PAGE TEXT:
>> Begin

The two main pieces of evidence are 1) that the pole of rotation of the comet is oriented in the right way for such a close approach to have occurred and 2) that numerous features on the head and body line up, suggesting a single body that was stretched.
Here’s the reproduced email.
Dear C
I have a hypothesis regarding 67P/Churyumov-Gerasimenko which might be proven with data from instruments on Rosetta. I gather you have also researched the Jovian system so I wondered if you might entertain the theory which is as follows:
1) I believe 67P/C-G was once a single body that has been stretched to its present form and is therefore not a contact binary.
2) This stretching could have occurred if 67P/C-G made a close approach to Jupiter, under the Roche limit and through its inner ring system in the last 10,000 years or so.
There is some evidence for this:
1) the pole of rotation of the comet is roughly at right angles to its Jovicentric radiant meaning the end-over-end rotation would be prograde along that radiant on approach. F, the modeller I collaborate with found that the rotation vector induced in geocentric close approaches is always prograde, that is, along the radiant.
2) using the rubber duck analogy, the stretching of the head away from the body is a classic Roche pass stretch when compared with our geocentric Roche modelling.
3) I’ve analysed all photos of 67P/C-G and have found two dozen close matches between the head and the body. I’m quite certain they fit together and were once one solid, single entity, not a binary.
4) In addition, there was a possible shearing away of three vast slabs on the side of the body. They would have sheared along the rift caused by the uplifting head and been dislodged further down by the upward leverage. Those slabs are no longer present and would have drifted beyond 67P’s hill sphere due to differential g forces in the Roche pass. However, a pile of slab-like detritus remains wedged against the cliff in landing site A (site A is an exposed area formerly covered by a supposed slab). The detritus is wedged along what would have been the delta g force vector for much of the Roche pass.
My calculations suggest the Roche pass was between 120,000 km and 135,000 km above jovicentre. This means 67P would have gone through Jupiter’s rings at relative velocities above 30km/sec. I worked out that if it went through the Amalthea ring it would exit with between 0.3 and 30 micrograms of dust per square metre of surface area. If it was the main ring (more likely) it could be up to 2 milligrams dust and 2kg of meteoroid material per square metre.

>> End

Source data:
>> Begin

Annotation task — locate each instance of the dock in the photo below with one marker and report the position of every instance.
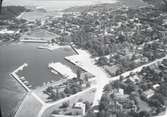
(14, 75)
(62, 69)
(34, 41)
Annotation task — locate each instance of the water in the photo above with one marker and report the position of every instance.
(55, 4)
(14, 55)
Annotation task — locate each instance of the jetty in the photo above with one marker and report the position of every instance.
(34, 41)
(20, 79)
(62, 69)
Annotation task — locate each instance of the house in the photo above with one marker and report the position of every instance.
(80, 106)
(156, 86)
(148, 93)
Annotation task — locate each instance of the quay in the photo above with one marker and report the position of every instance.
(34, 41)
(14, 75)
(63, 70)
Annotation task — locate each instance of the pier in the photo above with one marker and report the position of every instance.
(34, 41)
(63, 70)
(14, 75)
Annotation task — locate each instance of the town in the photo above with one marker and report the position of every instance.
(102, 62)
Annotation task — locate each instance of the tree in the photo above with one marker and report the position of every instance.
(162, 4)
(1, 6)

>> End

GIVEN INSTRUCTION 1: From the comet page, list each numbered piece of evidence the email offers for its hypothesis, one short line apiece.
GIVEN INSTRUCTION 2: Return the part of the comet page starting with "My calculations suggest" and going on through "per square metre.".

PROBLEM SOLUTION 1:
1. The comet's pole of rotation is roughly at right angles to its Jovicentric radiant, so its end-over-end spin would be prograde along that radiant on approach.
2. The head stretching away from the body looks like a classic Roche pass stretch when compared with geocentric Roche modeling.
3. Two dozen close matches between the head and the body suggest they were once one solid, single body.
4. Three vast slabs may have sheared away from the side of the body, and a pile of slab-like detritus remains wedged against the cliff in landing site A.

PROBLEM SOLUTION 2:
My calculations suggest the Roche pass was between 120,000 km and 135,000 km above jovicentre. This means 67P would have gone through Jupiter’s rings at relative velocities above 30km/sec. I worked out that if it went through the Amalthea ring it would exit with between 0.3 and 30 micrograms of dust per square metre of surface area. If it was the main ring (more likely) it could be up to 2 milligrams dust and 2kg of meteoroid material per square metre.